§ The task
Retype all of the entries below line for line, without changing any words or characters.

——

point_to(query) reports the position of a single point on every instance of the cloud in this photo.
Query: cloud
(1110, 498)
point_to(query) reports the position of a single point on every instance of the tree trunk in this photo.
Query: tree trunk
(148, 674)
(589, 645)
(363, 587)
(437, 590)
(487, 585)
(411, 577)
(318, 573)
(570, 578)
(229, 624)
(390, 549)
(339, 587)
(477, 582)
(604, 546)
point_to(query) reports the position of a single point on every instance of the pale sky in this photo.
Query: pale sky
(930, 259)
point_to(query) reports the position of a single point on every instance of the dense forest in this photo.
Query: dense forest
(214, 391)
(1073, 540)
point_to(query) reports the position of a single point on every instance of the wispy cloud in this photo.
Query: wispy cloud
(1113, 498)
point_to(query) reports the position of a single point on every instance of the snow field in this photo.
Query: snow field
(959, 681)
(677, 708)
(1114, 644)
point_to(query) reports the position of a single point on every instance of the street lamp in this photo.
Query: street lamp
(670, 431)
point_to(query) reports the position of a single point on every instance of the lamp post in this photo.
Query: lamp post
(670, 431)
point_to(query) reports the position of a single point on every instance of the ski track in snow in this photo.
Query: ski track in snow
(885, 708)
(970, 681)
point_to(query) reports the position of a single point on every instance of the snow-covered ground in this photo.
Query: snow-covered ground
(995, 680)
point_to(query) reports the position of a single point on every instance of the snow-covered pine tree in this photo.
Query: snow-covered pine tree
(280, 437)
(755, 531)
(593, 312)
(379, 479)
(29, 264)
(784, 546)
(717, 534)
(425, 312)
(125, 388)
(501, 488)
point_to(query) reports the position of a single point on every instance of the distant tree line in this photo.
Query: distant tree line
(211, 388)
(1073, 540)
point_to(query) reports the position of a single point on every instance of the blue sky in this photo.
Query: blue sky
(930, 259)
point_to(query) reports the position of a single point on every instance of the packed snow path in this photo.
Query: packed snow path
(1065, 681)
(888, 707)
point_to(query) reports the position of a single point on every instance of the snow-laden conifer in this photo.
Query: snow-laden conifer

——

§ Result below
point_to(query) reports the position of a single point on every instance of the cloud in this photo.
Query: cloud
(1110, 498)
point_to(query) reports the position of a single point on every instance of the tree trunk in this photo.
Query: tree trunk
(148, 674)
(589, 645)
(363, 587)
(437, 590)
(487, 585)
(411, 577)
(318, 573)
(570, 578)
(229, 624)
(390, 549)
(339, 587)
(477, 582)
(604, 546)
point_to(query) reports the position of a single point on every instance of the pale sky in this photo.
Query: pale sky
(930, 259)
point_to(query) reports the position of a single point on every instance of the dense forest in this photo.
Query: dense forest
(214, 391)
(1073, 540)
point_to(query) reports the position of a single point on every instance of the wispy cloud in this photo.
Query: wispy cloud
(1113, 498)
point_to(query) reports the position of a single point on every instance of the snow field in this photo.
Query: snow field
(959, 681)
(677, 708)
(1114, 644)
point_to(query) reports the position of a single point on every instance of the street lamp in this photo.
Query: street lamp
(670, 431)
point_to(query) reports the position of a single point on every instance of the lamp post in this photo.
Query: lamp post
(670, 431)
point_to(query) reports the position of a single point on every instance of the ski track in snow in this photo.
Query: ski track in snow
(885, 708)
(970, 681)
point_to(query) reports the position of a single point on every instance of the snow-covered ground in this photo.
Query: snow-covered ground
(995, 680)
point_to(query) reports the position of a single point on every instance of the snow-covered pine tree in this photo.
Query: snow-covered pine tree
(280, 437)
(755, 531)
(593, 312)
(379, 479)
(29, 264)
(784, 546)
(717, 534)
(425, 312)
(125, 388)
(501, 488)
point_to(query) reports the position of a single point on every instance of the distant tree line in this photo.
Query: distant tree line
(211, 388)
(1073, 540)
point_to(query) reports the position of a single point on every instance of the blue sky in this photo.
Query: blue sky
(930, 259)
point_to(query) reports the position of a single point on every instance of the packed snow path in this photo.
Query: packed snow path
(1065, 681)
(888, 707)
point_to(query) reports the position of a single point on every instance of the snow-laden conifer in this photo.
Query: snow-laden conifer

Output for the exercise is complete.